SEITENAUSZUG:
'''

|
|
|
|
|
Die Presse, 17.05.2016 |
Von Josef Schmitt (Die Presse) |
|
Wagner: Die Meistersinger von Nürnberg, Bayerische Staatsoper, 16. Mai 2016
|
Nationaltheater München: Singen dürfen sie in den
„Meistersingern“ |
|
Eine Faustregel bei Opern- und Theaterbesuchern besagt: Sind vor Aufgehen
des Vorhangs bereits Requisiten zu sehen, ist meist eine „durchwachsene“
Inszenierung zu erwarten. In der Neuproduktion von Richard Wagners
„Meistersingern von Nürnberg“ an der Bayrischen Staatsoper lagen
Holzpaletten vor dem Vorhang . . .
Die Regie David Böschs war dann
zwar kurzweilig und oftmals sogar spannend, jedoch sicher auch in vielen
Punkten fremd, ja verstörend für das Publikum, verlegt sie doch die Handlung
in die Gegenwart, in eine von Gerümpel und Aggression strotzende kaputte
Vorstadtidylle.

'''

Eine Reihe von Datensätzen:
'''

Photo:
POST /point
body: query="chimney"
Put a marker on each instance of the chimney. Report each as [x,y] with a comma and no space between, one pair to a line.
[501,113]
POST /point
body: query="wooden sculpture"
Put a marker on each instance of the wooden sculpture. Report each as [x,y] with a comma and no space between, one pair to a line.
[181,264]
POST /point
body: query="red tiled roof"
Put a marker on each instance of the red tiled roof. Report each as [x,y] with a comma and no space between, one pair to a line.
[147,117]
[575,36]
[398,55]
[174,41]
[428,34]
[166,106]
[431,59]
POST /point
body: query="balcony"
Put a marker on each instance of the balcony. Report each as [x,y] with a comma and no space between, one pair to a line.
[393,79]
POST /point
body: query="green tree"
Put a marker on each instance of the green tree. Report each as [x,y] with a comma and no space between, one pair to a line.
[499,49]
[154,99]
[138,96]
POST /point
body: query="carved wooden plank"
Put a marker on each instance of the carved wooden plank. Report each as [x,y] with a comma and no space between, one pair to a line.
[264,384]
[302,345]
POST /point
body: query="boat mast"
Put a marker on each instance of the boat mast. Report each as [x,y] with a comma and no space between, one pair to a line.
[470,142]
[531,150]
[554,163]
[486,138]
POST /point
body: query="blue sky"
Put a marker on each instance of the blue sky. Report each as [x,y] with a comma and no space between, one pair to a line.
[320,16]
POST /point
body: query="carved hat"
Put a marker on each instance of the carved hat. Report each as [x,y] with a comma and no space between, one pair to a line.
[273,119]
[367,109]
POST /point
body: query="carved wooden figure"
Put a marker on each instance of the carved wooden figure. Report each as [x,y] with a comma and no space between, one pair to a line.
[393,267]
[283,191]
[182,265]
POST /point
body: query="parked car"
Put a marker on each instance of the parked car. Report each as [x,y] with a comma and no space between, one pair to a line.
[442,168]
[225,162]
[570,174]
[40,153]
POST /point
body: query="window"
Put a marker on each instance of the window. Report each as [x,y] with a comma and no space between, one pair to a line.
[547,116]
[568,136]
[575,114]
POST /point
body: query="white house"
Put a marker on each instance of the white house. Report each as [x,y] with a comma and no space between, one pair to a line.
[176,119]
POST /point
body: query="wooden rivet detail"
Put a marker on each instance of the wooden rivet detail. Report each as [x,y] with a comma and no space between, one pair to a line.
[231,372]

'''

ARBEITSAUFTRAG: Entnimm der Opernkritik wörtlich die Stelle, die bei „Die Regie David“ beginnt und bei „Vorstadtidylle.“ endet. Das Material wird hier nicht gebraucht.

LÖSUNG:
Die Regie David Böschs war dann
zwar kurzweilig und oftmals sogar spannend, jedoch sicher auch in vielen
Punkten fremd, ja verstörend für das Publikum, verlegt sie doch die Handlung
in die Gegenwart, in eine von Gerümpel und Aggression strotzende kaputte
Vorstadtidylle.